■ Source:

━━━━━━━━

Income statement: Depreciation -> COGS

I’m not sure if this is level 1@@

Just want to check if deprecation will be classify in COGS within income statement? Many thanks!

Why I’m asking this is because Capitzlized Interest

Book2, page 36 - Capitalized Interest

Capitalized interest is not reported in the income statement as interest expense. Once construction interest is capitalized, the interest cost is allocated to the income statement through depreciation expense or COGS.

My first instinct is will it the same result? Thanks!

There’s a separate line for Depreciation Expense generally

But I remember generally there is no depreciation item on Income Statement? I always find it through Cash Flow statement.

Huh? EBITDA - Earnings before interest taxes DEPRECIATION & Amortization.

Depreciation is a non-cash charge… the only reason it shows up on the Cash Flow statement is to be added back to net income… because it was a non-cash charge that was charged against earnings as an expense.

I was wondering the same thing. Found this:

Total depreciation expense may be allocated between the cost of sales and other expenses. Within the income statement, depreciation expense of assets used in production is usually allocated to the cost of sales, and the depreciation expense of assets not used in production may be allocated to some other expense category. For instance, depreciation expense may be allocated to selling, general, and administrative expenses if depreciable assets are used in those functional areas. Notes to the financial statements sometimes disclose information regarding which income statement line items include depreciation expense, although the exact amount of detail disclosed by individual companies varies.

(Institute 477)

Institute, CFA. 2016 CFA Level I Volume 3 Financial Reporting and Analysis. CFA Institute, 07/2015. VitalBook file.

The citation provided is a guideline. Please check each citation for accuracy before use.

The only difference between including depreciation in COGS and including it in the Depreciation line is that Gross Profit will change.

Everything from Operating Profit down will remain the same.

Question is, which depreciation should be added back to EBIT in order to calculate EBITDA? The annual depreciation or the one that has real impact in PL? If I produce more units of a good than I sell in a given year, there will be part of the depreciation which will remain capitalized in the inventory with no impact in PL. Should this depreciation also be added to EBIT or only that depreciation that has had an impact in PL through SG&A and COGS? Which amount of depreciation is disclosed in the financial statements? Annual depreciation or only the one that has had impact on the PL? Thank you.

My guess is that only that depreciation that impacts PL should be added back. But I’m not sure if this is the amount disclosed.

Depreciation expense which is capitalized and is not contained in current result must not be added back to EBITDA. It will be part of result of future period once inventories are sold or used in production.

Thanks! And do you know which is the amount disclosed? The one contained in the current result?

Required disclosures: [IAS 2.36]

  • accounting policy for inventories
  • carrying amount, generally classified as merchandise, supplies, materials, work in progress, and finished goods. The classifications depend on what is appropriate for the entity
  • carrying amount of any inventories carried at fair value less costs to sell
  • amount of any write-down of inventories recognised as an expense in the period
  • amount of any reversal of a write-down to NRV and the circumstances that led to such reversal
  • carrying amount of inventories pledged as security for liabilities
  • cost of inventories recognised as expense (cost of goods sold).

━━━━━━━━

■ Items:
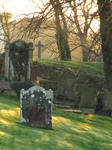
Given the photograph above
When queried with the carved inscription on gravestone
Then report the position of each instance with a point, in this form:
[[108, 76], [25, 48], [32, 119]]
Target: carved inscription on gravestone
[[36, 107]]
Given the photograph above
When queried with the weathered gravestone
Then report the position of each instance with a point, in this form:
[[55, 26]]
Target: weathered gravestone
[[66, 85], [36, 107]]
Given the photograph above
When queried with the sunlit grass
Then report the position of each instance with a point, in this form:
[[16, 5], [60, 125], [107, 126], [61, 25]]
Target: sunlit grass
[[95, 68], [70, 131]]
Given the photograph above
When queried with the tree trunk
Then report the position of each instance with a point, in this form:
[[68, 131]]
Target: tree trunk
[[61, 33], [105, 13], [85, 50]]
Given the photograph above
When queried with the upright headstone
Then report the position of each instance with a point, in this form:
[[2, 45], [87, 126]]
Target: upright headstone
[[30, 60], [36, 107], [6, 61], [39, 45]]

━━━━━━━━

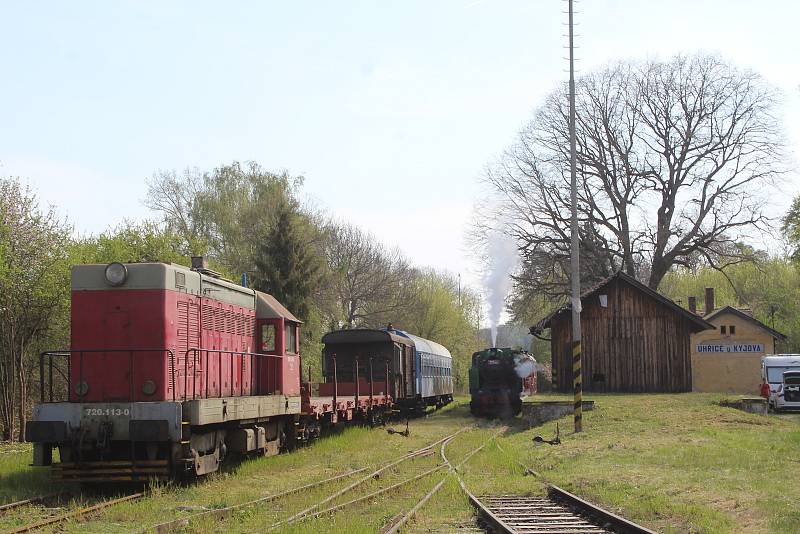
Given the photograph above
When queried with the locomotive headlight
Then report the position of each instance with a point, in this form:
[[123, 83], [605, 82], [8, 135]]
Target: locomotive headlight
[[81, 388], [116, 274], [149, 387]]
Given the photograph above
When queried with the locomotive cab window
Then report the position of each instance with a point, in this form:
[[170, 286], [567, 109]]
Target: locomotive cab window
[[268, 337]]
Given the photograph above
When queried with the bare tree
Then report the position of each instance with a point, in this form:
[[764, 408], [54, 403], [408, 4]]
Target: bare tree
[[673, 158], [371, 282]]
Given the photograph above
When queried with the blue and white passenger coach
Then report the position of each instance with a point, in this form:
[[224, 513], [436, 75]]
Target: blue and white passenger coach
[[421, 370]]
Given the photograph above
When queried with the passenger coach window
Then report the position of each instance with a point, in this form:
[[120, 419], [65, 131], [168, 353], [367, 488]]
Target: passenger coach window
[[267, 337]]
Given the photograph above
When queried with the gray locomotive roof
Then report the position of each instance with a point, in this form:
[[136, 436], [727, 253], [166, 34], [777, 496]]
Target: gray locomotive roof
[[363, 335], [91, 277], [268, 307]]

━━━━━━━━

■ Request A:
In the depreciation discussion, what is the only difference between including depreciation in COGS and including it in the Depreciation line?
■ Request B:
Continue the depreciation discussion from its final line.
The listing has no connection to the depreciation discussion.

■ Response A:
Gross Profit will change.

■ Response B:
I ask it because, where I live (Spain), Income Statement is presented by nature and not by function. And total depreciation expense is shown in the income statement and you cannot add it directly to EBIT in order to calculate EBITDA. You’d be over/under estimating it depending on the case.


You can. Doesn’t matter. You have an EBT position shown anyway. Thus you should add the cost of financing and total depreciation and amortization to get EBITDA.


Cost of financing added to EBT to get EBIT only periodical expense, not capitalized one.

But total depreciation for the year (e.g. Linear depreciation) does not coincide in many cases with the one that has had impact in the PL. Part of it could be capitalized (if I produce more than I sell during the year) or, on the contrary, I could sell more than produced this year (lowering inventory). In both cases, total depreciation for the year would be the same(following linear depreciation). However, depreciation impact on PL would be different. In the first scenario, impact would be lower and in the second, higher. When ordered by nature (at least in Spain), you can see the depreciation expense. However, this is partially corrected with a line called variation in finished products and WiP. Problem is that you don’t have a breakdown of this line and, thus, you don’t know how much of the depreciation expense should be corrected in order to know the real impact of depreciation in the PL. In my opinion, this is the same whether I start from EBIT or from EBT.

My question was if, for instance, in the US, you have EBIT and, if you want to calculate EBITDA, you can just add the depreciation expense disclosed (if any) because this would mean that the amount disclosed is the one that has had impact in the PL that year.

You should count only for depreciation expense contained in COGS no matter what balance of inventory is sold in current period.

If it was sold more than produced in current period this simply means that some previously capitalized depreciation cost will be recognized as an expense in the current period. It was contained in Inventory beginning balance. Thus would be a part of current EBITDA.

I think that we’re both saying the same!

Thank you!!

Capitalization is a hint-free way to create so-called silent reserves to adjust results as well as impacting on the tax payout. Watch out on likely manipulations.

I agree! Good advice!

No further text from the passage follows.